» **DÉTAILS DE L'EXERCICE**: Poursuivez le texte ci-dessous sur la contestation en justice du décret imposant la vaccination aux travailleurs de la santé, en reprenant après sa dernière phrase.

» **BLOC DE TEXTE**:
**********

L’avocate représente plus d’une centaine de travailleurs de la santé, dont des médecins, qui s’opposent à l’imposition de la vaccination obligatoire à partir du 15 novembre. Les soignants qui refusent de se conformer au décret seront mis en congé sans solde.

En date du 26 octobre, 18 462 travailleurs de la santé et des services sociaux n’étaient toujours pas adéquatement vaccinés, dont 13 331 qui n’avaient reçu aucune dose, selon le ministère de la Santé.

MManole réclame la suspension temporaire du décret jusqu’à ce qu’un juge tranche l’affaire sur le fond en janvier prochain. Elle soutient essentiellement que le décret va à l’encontre de l’objectif de la Loi sur la santé publique de protéger la santé de la population.

Retirer « 20 000 » personnes du système de santé mènera à une « situation catastrophique » en raison des ruptures de services, a répété l’avocate. « Ça va causer des décès, de la souffrance, des chirurgies annulées ou reportées, des rendez-vous avec des spécialistes annulés ou reportés. Ça va conduire à la fermeture de lits dans les CHSLD », a énuméré MManole.

Ça va coûter la vie des gens, littéralement.

MNatalia Manole, représentante de travailleurs de la santé opposés à la vaccination obligatoire

« Si le gouvernement a pris la mauvaise décision, il devra en répondre devant la population, pas devant le juge », a rappelé le juge Yergeau. À ses yeux, il ne doit répondre qu’à une seule question à cette étape. « Est-ce que le décret viole la Loi sur la santé publique ? Le reste, c’est une question d’opportunité et ça ne relève pas de moi », a tranché le juge.

Toutefois, les demandeurs n’ont pas fait la preuve d’une « implosion » ou d’un « cataclysme » dans le réseau de la santé, ont rétorqué les avocats du gouvernement. « Il n’y a pas de preuve que les usagers ne recevront pas leurs soins », a plaidé MFrançois-Alexandre Gagné.

**********

» **DONNÉES AFFICHÉES**:
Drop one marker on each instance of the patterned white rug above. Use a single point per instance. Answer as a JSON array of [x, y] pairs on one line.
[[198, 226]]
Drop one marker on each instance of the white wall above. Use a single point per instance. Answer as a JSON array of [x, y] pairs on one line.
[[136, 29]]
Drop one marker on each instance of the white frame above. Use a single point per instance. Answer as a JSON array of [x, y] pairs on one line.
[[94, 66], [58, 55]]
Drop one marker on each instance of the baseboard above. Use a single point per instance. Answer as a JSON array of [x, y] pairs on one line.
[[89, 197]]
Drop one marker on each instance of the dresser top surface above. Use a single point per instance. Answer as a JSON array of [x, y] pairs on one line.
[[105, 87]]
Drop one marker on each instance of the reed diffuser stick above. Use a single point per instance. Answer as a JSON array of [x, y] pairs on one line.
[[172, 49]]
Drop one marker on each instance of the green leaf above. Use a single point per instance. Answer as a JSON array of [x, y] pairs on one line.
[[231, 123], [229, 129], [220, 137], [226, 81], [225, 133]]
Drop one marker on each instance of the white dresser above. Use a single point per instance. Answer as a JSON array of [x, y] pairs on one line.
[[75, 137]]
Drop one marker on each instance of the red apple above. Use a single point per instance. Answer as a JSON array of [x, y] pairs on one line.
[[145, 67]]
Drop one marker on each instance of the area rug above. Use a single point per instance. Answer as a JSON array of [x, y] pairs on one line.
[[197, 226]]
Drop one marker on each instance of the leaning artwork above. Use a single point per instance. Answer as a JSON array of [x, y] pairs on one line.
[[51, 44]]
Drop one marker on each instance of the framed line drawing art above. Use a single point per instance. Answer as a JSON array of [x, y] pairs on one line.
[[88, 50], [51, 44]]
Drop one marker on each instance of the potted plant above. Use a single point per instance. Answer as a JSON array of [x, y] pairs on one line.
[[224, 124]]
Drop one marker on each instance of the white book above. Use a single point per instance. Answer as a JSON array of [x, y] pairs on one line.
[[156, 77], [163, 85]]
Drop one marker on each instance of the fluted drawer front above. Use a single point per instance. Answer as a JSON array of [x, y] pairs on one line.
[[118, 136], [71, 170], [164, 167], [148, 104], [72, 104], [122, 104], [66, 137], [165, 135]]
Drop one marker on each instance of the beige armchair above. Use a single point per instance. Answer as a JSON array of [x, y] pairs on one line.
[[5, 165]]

**********

» **RÉPONSE À L'EXERCICE**:
Il faut d’ailleurs « présumer » à cette étape que la mesure du gouvernement a été « prise pour le bien-être, malgré les effets hypothétiques sur les soins », a ajouté MStéphanie Garon, du Procureur général du Québec. D’autre part, la vaccination demeure « la solution efficace pour éviter les risques de transmission », a rappelé MGaron.

Pas « contre la vaccination »

Les demandeurs ne sont pas « contre la vaccination », a assuré MManole. Selon elle, il serait simplement possible de continuer de tester les travailleurs de la santé non vaccinés, sans provoquer une « tragédie ». « Il faut prendre pour acquis que cette mesure [les tests fréquents] est suffisante pour protéger la situation. Mais le 15 novembre, elle n’est plus suffisante ? », s’est-elle questionnée.

Les opposants font d’ailleurs face à un « préjudice sérieux et irréparable », puisqu’ils devront choisir entre « se faire vacciner contre leur gré » et subvenir aux besoins de leur famille. « C’est contraire à l’inviolabilité de la personne, c’est une injection dans la peau. On ne peut pas se faire ‟dévacciner”. C’est permanent », a plaidé MManole.

Il ne s’agit en rien d’un préjudice « sérieux », selon les avocats du gouvernement.

Il y a des sacrifices, ça, c’est certain. Je ne vais pas qualifier ça de sacrifice mineur. Mais ça demeure un préjudice économique.

MFrançois-Alexandre Gagné, avocat du gouvernement

Plus d’une centaine de déclarations sous serment de travailleurs de la santé ont été déposées, dont celles de huit médecins qui refusent de se faire vacciner. Parmi ceux-ci, un médecin de famille, le DJacques-Christian Brault, déplore que ses patients soient plongés dans l’« insécurité », alors que le cardiologue François Marchand souligne le « danger définitif pour ses patients ».

Une médecin en santé publique dans le Bas-Saint-Laurent, la Dre Marie-Andrée Pigeon, souligne qu’elle ne sera pas remplacée, tandis que la Dre Carole Xavier, médecin spécialiste en anatomie pathologique, ne sera plus en mesure de poser des centaines de diagnostics par mois.

Des centaines de citoyens ont assisté à l’audience de façon virtuelle mercredi matin. Fait inusité, plusieurs opposants ont accusé en direct le juge d’être « corrompu » et « partial ».

« Tous les commentaires que vous faites entre vous, que le juge est partial, que le juge est un idiot, on les voit. C’est mon travail de comprendre. Il n’y a rien de partial », a déclaré le juge Yergeau. La plateforme virtuelle n’était plus accessible au public et aux journalistes en après-midi.

Le juge rendra sa décision le 15 novembre.